**Tareas a realizar:**
[A] En el relato sobre el masaje, reescriba de forma más breve el párrafo que comienza con «Finalmente apareció Molly». Conserve sus hechos principales.
[B] Responda, según el relato sobre el masaje, las siguientes preguntas:
(i) ¿Dónde se sentó Molly?
(ii) ¿Qué pidió Molly después de hablar de los males de quien narra?
(iii) ¿Qué dos cosas no había en el lugar?
[C] Prosiga el relato sobre el masaje a partir de su última oración.

**Texto de estudio:**
◇ ◇ ◇ ◇ ◇ ◇ ◇

Finalmente apareció Molly, me pasó a un cubículo con vista al centro de la ciudad, me pidió que me quitara los zapatos y me subiera a una cama de masaje. La cama tenía una especie de respaldo para que me sentara con las piernas extendidas mientras ella ocupó una silla al pie de la cama con vista directa a mis pies. Esa fue la primera alarma y la primera ola de preocupación (todavía no llegaba la vergüenza), acompañada del pensamiento “va a ver lo feo que son mis pies” como cereza en el pastel. Ese fue sólo el principio, después de hablar un poco de mis pocos pero muy localizados males, me pidió que me quitara el vestido. Mi alarma interior se soltó con todo (no como la de incendio, robo o temblor sino más parecida a la de cataclismo nuclear, meteorito impactando la tierra, etc.). Aunque aclaro que esto fue no porque tuviera miedo o preocupación por mi seguridad física, sino por el instantáneo y apabullante sentimiento de vergüenza que me invadió y que se tradujo en una especie de pánico acompañado de una inmediata fina capa de sudor que me recorrió el cuerpo. Fantástico. Encuerada y sudada, ¡cuánto glamour!
Es normal, pensé, en un masaje te tienes que desvestir, pero ¿dónde está el vestidor y la batita?. No había vestidor y menos batita.

◇ ◇ ◇ ◇ ◇ ◇ ◇

**Datos mostrados:**
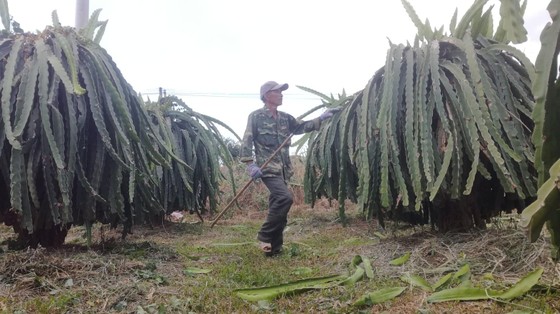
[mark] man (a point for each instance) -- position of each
(267, 128)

◇ ◇ ◇ ◇ ◇ ◇ ◇

**Respuestas en orden:**
[A] Molly me llevó a un cubículo con vista al centro de la ciudad. Me pidió quitarme los zapatos y subir a una cama de masaje con respaldo, mientras ella se sentaba al pie, frente a mis pies. Eso me causó la primera preocupación: que viera lo feos que eran. Tras hablar un poco de mis males, me pidió quitarme el vestido. No sentí miedo por mi seguridad, sino una vergüenza abrumadora, una especie de pánico y una fina capa de sudor por todo el cuerpo.

[B]
(i) En una silla al pie de la cama, con vista directa a los pies de quien narra.
(ii) Que se quitara el vestido.
(iii) Un vestidor y una batita.

[C]
Dudé por unos minutos y ella sintió mi reticencia. “No te tienes que quitar el vestido, pero es mejor,” dijo. Es mejor, pensé y me quité el vestido a pesar del pánico de acordarme mientras me sacaba el vestido por la cabeza que no había combinado el color de mis calzones con el de mi bra, ese pensamiento fue prólogo de toda una larga lista de imperfecciones que tengo bastante bien ubicadas y que se tradujeron en una segunda e inmediata ola de vergüenza. Me va a ver las estrías, mi lonjita, mis muslos se van a ver gordos y mi panza…. Ay mi panza ¿por qué se me ocurrió tragonearme una pizza justo antes de venir a esto? Aún así cargué con mi vergüenza y me acosté en la cama de masaje.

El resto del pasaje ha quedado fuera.